As I walked out this morning, I saw that a picture on the front page of the NYT. I presume the photo was taken before the boys subsequently became full victims of Israeli attacks in the footage used by the BBC. They both look quite solidly alive, to judge by both their expressions.
Please look at both, see if there are more evidence on the web, and let me know what you think.
Here are two more pictures of these two (I think).
And the same day, we get an editorial that I think ranks high on the demopathy scale, on the opinion page of the Washington Post. Please send in your fisking points, as well as any remarks about how this relates to Carter’s activity.
GAZA — President Jimmy Carter’s sensible plan to visit the Hamas leadership this week brings honesty and pragmatism to the Middle East while underscoring the fact that American policy has reached its dead end. Secretary of State Condoleezza Rice acts as if a few alterations here and there would make the hideous straitjacket of apartheid fit better. While Rice persuades Israeli occupation forces to cut a few dozen meaningless roadblocks from among the more than 500 West Bank control points, these forces simultaneously choke off fuel supplies to Gaza; blockade its 1.5 million people; approve illegal housing projects on West Bank land; and attack Gaza City with F-16s, killing men, women and children. Sadly, this is “business as usual” for the Palestinians.

▶ **Records supplied**

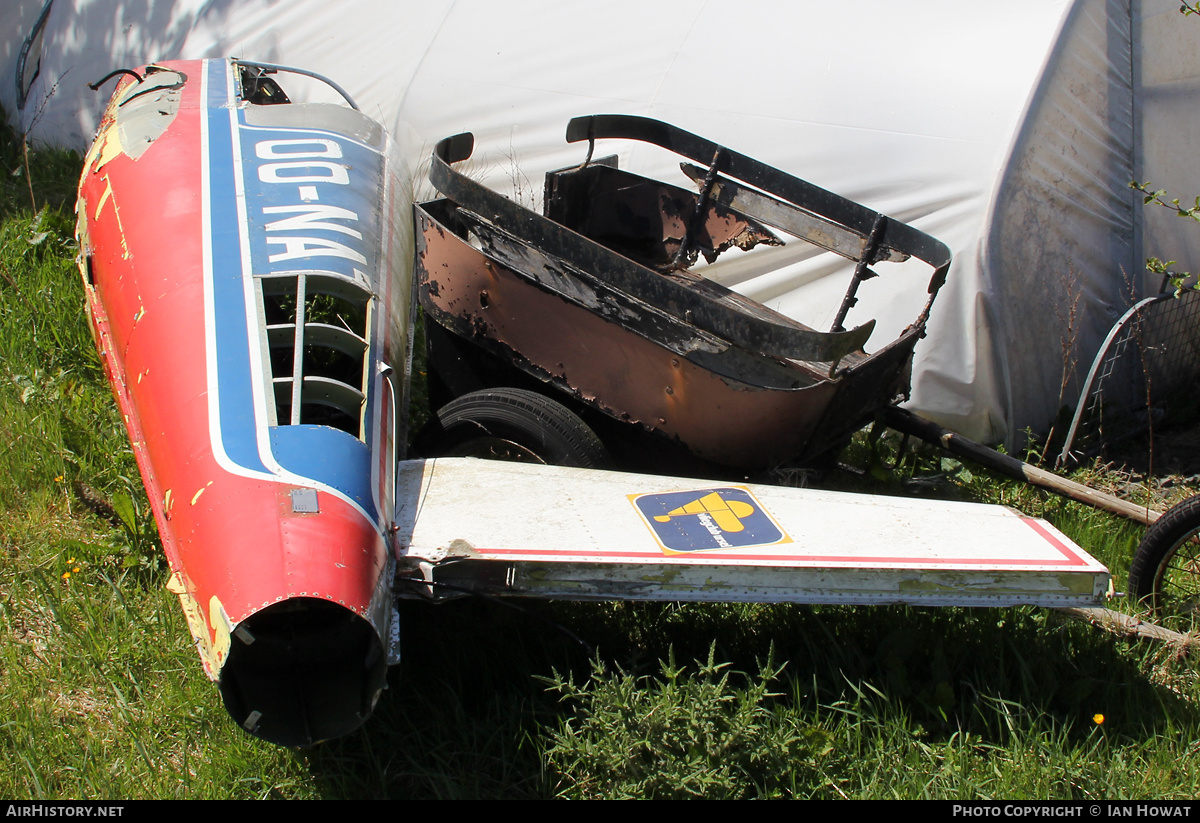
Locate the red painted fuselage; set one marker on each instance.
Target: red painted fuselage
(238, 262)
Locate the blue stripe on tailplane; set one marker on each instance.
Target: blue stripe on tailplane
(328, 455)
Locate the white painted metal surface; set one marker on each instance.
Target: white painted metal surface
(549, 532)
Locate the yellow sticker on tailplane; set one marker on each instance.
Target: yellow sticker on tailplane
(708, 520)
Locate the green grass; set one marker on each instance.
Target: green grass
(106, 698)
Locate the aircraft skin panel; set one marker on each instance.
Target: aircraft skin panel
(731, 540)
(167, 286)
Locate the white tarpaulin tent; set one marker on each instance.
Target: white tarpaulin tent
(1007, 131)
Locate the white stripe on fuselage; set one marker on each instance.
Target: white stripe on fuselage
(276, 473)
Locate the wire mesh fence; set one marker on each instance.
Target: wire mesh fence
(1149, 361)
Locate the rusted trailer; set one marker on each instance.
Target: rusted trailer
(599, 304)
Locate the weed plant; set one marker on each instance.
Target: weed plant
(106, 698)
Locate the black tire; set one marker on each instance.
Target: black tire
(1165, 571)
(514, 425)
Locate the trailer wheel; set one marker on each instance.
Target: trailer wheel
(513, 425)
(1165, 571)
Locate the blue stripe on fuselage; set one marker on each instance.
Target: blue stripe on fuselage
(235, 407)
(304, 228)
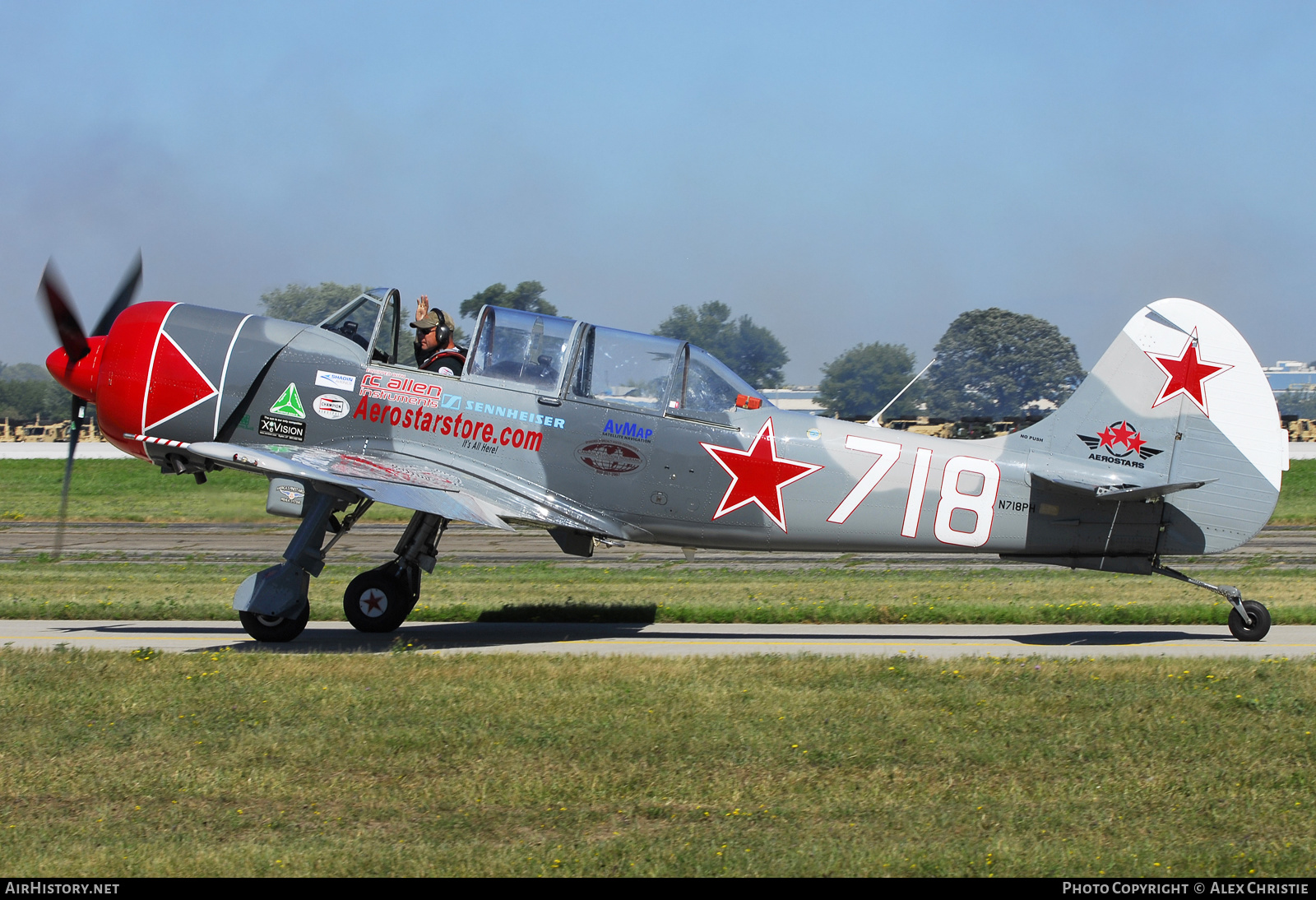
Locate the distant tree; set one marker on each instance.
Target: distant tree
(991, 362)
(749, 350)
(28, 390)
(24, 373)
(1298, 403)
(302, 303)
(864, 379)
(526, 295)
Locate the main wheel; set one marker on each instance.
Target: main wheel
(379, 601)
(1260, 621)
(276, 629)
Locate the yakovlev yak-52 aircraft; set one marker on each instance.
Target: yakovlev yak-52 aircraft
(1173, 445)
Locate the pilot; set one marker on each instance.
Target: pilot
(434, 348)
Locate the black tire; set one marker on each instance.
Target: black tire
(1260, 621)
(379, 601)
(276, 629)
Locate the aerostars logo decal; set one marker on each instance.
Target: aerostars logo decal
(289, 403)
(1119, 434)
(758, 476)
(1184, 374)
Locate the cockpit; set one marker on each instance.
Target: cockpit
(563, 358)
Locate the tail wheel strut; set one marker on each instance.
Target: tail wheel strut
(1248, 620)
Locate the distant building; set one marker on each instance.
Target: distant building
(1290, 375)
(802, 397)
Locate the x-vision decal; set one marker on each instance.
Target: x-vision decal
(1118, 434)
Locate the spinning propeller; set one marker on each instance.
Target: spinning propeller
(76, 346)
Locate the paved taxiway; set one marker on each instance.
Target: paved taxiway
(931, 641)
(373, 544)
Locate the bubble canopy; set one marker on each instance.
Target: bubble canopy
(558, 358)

==

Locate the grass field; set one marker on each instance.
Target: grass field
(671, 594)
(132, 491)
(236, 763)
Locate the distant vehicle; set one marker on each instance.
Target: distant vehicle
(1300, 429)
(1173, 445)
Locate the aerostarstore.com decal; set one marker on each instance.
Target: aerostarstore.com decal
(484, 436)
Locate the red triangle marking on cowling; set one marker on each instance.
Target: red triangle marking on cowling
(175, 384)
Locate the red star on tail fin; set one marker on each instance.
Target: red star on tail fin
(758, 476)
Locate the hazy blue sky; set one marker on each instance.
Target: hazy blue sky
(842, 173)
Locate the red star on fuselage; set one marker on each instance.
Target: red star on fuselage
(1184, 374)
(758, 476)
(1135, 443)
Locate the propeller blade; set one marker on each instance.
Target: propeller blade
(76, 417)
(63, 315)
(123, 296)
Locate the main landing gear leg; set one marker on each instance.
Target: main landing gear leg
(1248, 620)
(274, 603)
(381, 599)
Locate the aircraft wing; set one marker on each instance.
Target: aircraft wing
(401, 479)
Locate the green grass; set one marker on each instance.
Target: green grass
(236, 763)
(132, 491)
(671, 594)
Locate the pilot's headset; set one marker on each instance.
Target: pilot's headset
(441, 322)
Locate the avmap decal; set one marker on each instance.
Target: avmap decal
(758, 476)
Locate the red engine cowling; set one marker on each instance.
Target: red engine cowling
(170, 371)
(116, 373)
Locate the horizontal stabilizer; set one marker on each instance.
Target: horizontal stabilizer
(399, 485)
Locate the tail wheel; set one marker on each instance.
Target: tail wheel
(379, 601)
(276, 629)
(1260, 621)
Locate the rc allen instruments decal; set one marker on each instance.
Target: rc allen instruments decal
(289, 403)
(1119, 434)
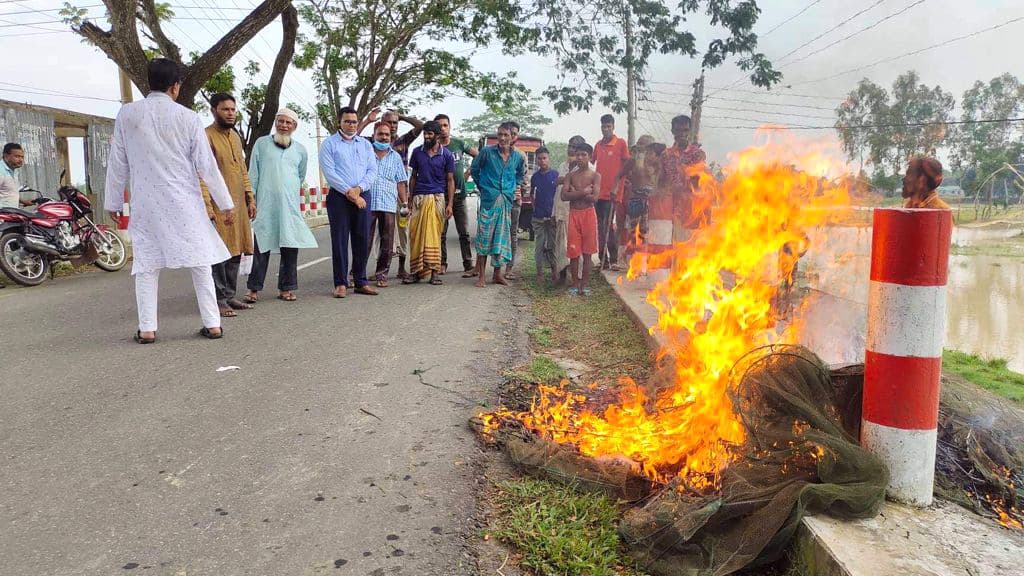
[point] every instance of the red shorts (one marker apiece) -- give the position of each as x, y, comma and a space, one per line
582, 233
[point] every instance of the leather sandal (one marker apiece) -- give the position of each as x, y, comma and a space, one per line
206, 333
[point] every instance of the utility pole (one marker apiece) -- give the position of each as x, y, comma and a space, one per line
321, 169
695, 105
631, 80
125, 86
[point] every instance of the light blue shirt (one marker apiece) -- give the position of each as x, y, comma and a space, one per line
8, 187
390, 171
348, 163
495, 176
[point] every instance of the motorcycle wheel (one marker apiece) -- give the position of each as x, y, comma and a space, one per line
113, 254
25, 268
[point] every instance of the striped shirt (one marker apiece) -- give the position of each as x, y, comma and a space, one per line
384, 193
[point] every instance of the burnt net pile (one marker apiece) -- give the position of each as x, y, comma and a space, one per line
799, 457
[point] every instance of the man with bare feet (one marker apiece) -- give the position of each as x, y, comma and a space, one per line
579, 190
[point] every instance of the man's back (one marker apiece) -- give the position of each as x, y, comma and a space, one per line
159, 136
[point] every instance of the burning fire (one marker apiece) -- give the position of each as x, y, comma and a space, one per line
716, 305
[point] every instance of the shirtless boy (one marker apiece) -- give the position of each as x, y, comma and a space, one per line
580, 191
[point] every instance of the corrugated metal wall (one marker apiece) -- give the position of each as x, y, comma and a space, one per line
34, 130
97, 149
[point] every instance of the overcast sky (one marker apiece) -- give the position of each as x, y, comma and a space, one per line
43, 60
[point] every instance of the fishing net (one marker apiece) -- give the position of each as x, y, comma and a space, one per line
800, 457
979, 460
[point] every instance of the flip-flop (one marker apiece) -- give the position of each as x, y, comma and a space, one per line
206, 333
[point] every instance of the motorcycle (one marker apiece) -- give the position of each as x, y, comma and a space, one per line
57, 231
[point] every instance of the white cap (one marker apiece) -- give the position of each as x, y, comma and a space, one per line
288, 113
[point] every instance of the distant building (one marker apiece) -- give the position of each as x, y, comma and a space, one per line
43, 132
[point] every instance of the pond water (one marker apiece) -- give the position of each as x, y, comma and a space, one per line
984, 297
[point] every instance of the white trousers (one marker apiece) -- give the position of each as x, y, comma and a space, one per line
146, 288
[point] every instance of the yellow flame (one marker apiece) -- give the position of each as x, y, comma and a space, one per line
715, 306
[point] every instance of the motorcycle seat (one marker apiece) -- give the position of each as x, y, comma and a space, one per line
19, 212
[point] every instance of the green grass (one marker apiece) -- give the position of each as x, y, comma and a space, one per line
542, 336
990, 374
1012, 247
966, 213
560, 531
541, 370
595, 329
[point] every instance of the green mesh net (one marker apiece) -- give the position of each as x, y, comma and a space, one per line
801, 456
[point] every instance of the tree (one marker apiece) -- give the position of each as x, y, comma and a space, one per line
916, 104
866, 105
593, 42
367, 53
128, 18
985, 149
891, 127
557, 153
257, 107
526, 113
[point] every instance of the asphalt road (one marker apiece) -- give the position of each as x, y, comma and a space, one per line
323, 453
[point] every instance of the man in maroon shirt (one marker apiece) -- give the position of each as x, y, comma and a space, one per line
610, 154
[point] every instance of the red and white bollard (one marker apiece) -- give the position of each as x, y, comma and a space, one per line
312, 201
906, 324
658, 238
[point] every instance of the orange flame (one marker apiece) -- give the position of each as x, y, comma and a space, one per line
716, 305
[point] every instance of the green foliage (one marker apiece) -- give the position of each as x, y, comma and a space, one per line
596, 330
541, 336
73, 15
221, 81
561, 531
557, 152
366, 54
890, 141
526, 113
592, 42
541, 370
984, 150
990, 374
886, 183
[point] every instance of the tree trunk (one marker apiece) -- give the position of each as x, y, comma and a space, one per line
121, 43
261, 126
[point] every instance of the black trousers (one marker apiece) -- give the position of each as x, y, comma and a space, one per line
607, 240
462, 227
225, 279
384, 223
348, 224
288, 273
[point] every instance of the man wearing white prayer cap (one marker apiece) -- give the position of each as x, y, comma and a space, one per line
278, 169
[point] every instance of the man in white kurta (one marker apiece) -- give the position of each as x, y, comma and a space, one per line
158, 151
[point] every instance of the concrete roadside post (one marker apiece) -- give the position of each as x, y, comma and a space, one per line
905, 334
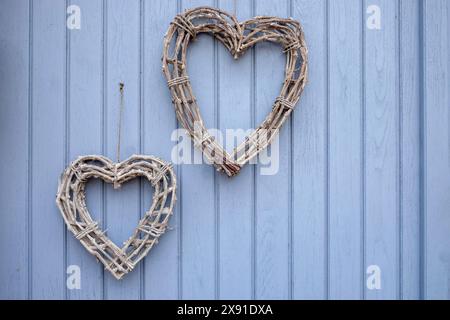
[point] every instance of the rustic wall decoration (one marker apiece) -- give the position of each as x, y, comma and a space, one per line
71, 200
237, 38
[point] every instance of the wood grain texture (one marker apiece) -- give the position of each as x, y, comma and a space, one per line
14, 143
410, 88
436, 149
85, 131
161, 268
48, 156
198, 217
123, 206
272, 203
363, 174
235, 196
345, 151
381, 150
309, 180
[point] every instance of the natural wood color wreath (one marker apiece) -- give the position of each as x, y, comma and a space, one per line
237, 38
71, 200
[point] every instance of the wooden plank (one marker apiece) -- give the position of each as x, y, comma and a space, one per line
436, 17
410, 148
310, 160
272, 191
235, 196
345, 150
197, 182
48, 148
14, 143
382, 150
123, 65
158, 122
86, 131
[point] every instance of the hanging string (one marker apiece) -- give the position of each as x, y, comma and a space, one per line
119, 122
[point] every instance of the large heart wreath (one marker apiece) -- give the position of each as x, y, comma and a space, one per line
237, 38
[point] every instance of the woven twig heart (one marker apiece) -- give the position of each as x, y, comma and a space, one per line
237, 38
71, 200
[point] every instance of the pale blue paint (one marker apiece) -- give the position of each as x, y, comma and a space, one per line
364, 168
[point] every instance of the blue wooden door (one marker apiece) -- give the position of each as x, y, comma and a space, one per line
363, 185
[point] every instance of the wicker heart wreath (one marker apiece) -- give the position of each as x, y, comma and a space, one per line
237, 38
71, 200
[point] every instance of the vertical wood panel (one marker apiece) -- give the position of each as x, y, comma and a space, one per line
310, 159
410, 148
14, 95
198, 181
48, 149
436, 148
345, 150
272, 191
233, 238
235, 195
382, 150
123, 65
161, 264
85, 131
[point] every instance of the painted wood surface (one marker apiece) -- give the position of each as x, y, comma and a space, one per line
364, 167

* * *

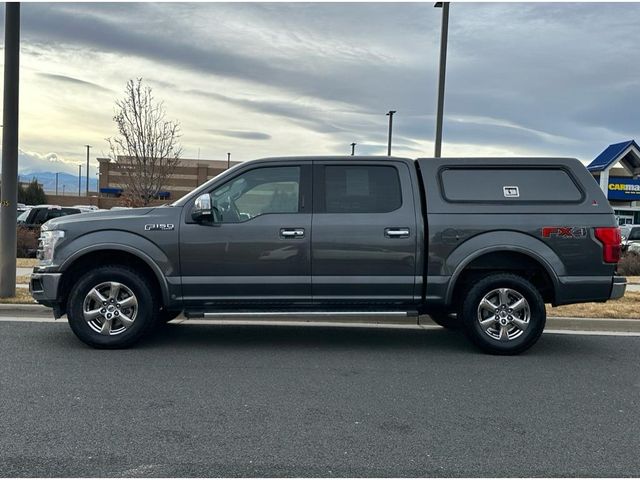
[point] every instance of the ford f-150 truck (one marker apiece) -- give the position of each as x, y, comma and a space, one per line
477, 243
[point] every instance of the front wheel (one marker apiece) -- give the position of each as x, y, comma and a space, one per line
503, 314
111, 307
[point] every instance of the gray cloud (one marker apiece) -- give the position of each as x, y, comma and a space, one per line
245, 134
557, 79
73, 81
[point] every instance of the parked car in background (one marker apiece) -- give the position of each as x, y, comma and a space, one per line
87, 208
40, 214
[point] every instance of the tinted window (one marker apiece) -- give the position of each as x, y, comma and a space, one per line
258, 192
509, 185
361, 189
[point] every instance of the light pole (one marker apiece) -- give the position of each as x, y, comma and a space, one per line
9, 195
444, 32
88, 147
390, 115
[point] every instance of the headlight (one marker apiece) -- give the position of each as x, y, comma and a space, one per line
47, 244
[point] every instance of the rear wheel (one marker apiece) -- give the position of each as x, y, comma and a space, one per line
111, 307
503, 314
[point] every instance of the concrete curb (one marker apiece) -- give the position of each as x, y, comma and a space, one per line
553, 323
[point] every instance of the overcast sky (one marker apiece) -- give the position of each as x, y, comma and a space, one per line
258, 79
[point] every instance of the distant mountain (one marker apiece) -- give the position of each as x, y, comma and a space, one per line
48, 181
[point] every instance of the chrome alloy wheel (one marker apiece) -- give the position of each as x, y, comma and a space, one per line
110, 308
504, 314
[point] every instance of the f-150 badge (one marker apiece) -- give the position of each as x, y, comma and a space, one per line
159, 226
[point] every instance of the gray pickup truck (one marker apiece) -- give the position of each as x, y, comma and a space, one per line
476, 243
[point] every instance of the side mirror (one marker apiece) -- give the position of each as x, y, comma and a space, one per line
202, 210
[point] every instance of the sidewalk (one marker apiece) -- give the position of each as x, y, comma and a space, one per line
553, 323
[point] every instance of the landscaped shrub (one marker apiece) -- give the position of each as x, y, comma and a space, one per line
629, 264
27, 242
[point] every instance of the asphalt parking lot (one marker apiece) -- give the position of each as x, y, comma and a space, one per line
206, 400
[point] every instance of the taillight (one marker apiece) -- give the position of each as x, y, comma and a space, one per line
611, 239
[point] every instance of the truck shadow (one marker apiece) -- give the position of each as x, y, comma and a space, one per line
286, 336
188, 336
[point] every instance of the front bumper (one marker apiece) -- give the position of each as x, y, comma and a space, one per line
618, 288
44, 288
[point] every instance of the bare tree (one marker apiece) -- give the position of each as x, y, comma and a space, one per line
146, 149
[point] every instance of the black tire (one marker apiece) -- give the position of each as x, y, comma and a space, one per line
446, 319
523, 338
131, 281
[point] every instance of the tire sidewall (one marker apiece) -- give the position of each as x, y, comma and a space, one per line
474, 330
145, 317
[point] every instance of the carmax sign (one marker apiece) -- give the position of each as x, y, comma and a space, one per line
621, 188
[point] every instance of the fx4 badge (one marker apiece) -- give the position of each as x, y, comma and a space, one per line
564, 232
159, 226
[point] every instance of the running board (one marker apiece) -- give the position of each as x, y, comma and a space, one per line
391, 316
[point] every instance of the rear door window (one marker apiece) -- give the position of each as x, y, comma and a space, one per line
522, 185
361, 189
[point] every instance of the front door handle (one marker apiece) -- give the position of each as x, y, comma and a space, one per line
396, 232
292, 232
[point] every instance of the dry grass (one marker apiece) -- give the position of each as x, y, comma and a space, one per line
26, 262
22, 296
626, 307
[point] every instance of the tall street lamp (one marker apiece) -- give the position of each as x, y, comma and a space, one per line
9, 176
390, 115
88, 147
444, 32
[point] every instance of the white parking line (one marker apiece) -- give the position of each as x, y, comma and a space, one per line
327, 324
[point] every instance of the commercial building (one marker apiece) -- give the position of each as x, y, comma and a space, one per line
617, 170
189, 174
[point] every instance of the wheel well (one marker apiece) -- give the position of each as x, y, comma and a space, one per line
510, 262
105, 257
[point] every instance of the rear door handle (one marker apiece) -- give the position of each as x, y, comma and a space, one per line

▶ **Problem to work on**
In the blog post about the Gaza photos, where does the writer say the editorial appeared?

▶ **Response to this exercise**
On the opinion page of the Washington Post.